▶ [Required action]
Would you print the whole listing again, word for word?

▶ [Material for this task]

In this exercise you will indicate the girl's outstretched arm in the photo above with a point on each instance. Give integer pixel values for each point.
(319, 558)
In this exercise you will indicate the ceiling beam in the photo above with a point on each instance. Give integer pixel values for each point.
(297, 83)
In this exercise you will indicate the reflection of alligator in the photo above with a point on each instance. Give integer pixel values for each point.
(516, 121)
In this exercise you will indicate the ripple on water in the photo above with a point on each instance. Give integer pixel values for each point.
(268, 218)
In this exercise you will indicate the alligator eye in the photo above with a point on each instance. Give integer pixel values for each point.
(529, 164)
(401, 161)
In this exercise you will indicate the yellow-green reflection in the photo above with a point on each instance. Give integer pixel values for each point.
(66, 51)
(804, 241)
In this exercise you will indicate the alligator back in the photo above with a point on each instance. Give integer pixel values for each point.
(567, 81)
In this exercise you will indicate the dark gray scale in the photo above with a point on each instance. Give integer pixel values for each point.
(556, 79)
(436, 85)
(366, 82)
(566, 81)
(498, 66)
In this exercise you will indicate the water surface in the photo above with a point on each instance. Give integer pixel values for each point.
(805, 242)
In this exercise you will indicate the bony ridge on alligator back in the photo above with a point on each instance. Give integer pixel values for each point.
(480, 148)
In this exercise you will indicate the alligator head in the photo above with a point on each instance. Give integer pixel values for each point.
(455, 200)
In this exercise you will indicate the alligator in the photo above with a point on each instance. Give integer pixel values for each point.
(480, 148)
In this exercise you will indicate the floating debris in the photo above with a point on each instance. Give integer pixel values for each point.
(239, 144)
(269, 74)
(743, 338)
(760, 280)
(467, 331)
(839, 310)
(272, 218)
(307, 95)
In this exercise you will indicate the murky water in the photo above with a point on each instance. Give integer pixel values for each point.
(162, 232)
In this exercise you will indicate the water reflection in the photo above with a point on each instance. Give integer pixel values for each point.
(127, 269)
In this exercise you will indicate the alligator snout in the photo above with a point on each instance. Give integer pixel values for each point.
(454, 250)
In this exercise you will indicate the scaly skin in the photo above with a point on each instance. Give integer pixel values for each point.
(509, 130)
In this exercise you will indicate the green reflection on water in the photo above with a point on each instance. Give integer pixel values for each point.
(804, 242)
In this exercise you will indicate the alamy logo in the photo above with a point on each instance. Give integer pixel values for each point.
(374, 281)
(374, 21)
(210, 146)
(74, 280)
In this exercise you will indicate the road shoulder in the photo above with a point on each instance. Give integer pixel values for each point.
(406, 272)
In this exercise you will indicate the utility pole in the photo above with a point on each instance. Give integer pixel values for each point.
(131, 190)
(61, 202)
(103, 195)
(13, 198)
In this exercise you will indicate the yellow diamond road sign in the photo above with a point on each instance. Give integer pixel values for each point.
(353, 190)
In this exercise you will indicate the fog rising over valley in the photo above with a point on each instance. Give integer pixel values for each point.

▶ [The completed task]
In this exercise you will indicate the girl's outstretched arm in the photo above with a point on each instance. Give integer pixel values for each point.
(319, 558)
In this exercise you will indicate the ceiling beam in the photo above with a point on each instance. Give integer pixel values for each point.
(297, 83)
In this exercise you will indicate the reflection of alligator in the photo above with a point on each instance. Give integer pixel values for each point.
(516, 121)
In this exercise you will indicate the ripple on water in the photo above with a point on each instance. Give integer pixel values for each point.
(268, 218)
In this exercise you will indicate the alligator eye in the photo above with a point on each instance. Give integer pixel values for each point.
(529, 164)
(401, 161)
In this exercise you will indicate the yellow-green reflection in the photo above with a point on each instance. Give integer pixel values for each point.
(66, 51)
(804, 241)
In this exercise you will indicate the alligator back in the photo above with a point on each instance. Give integer pixel values for each point.
(567, 81)
In this exercise you will indicate the dark gray scale in the photo above with a point on each instance. Give integer pixel values for each point.
(556, 79)
(436, 85)
(366, 82)
(566, 81)
(498, 66)
In this exercise you will indicate the water surface in the photo above with a point on each instance. Give integer pixel values for each point.
(805, 242)
In this exercise you will indicate the bony ridge on alligator back in the photo above with a point on each instance. Give integer pixel values for each point.
(480, 148)
In this exercise you will indicate the alligator head in the photo above with a point on each instance. Give integer pixel values for each point.
(455, 200)
In this exercise you will indicate the alligator in the photo above with a point on each instance. Give integer pixel values for each point.
(480, 148)
In this exercise you will indicate the floating debris in the photo above with a point on each instance. Give integer pixel values for each point.
(239, 144)
(269, 74)
(743, 338)
(760, 280)
(467, 331)
(839, 310)
(272, 218)
(307, 95)
In this exercise you will indicate the murky water in the photo above with a point on each instance. Give integer pixel values for each point.
(162, 232)
In this exercise you will indicate the water reflection in the photo above with a point on each instance. Give integer pixel values for each point.
(127, 269)
In this exercise you will indicate the alligator snout in the photo above with a point on each instance. Give integer pixel values for each point.
(454, 250)
In this exercise you will indicate the scaly skin in the photo above with a point on each instance. Give integer pixel values for each point.
(509, 130)
In this exercise you will indicate the green reflection on water in the photo above with a point on each instance. Give integer pixel values for each point.
(804, 242)
In this exercise you will indicate the alamy logo in the photo above with a point on each instance. Give integer pixel values for each point.
(374, 281)
(374, 21)
(210, 146)
(74, 280)
In this exercise you will indicate the road shoulder in the photo above with a point on each instance. Give integer pixel values for each point.
(406, 272)
In this exercise you will indicate the utility pole in the photo above with a point on each instance. Give integer pixel values for each point.
(131, 190)
(61, 202)
(103, 195)
(13, 198)
In this exercise you will indicate the yellow diamond road sign in the photo above with a point on each instance. Give integer pixel values for each point.
(353, 190)
In this exercise you will indicate the fog rising over valley in the photo above with a point on each instance. Give integer pixel values for each point.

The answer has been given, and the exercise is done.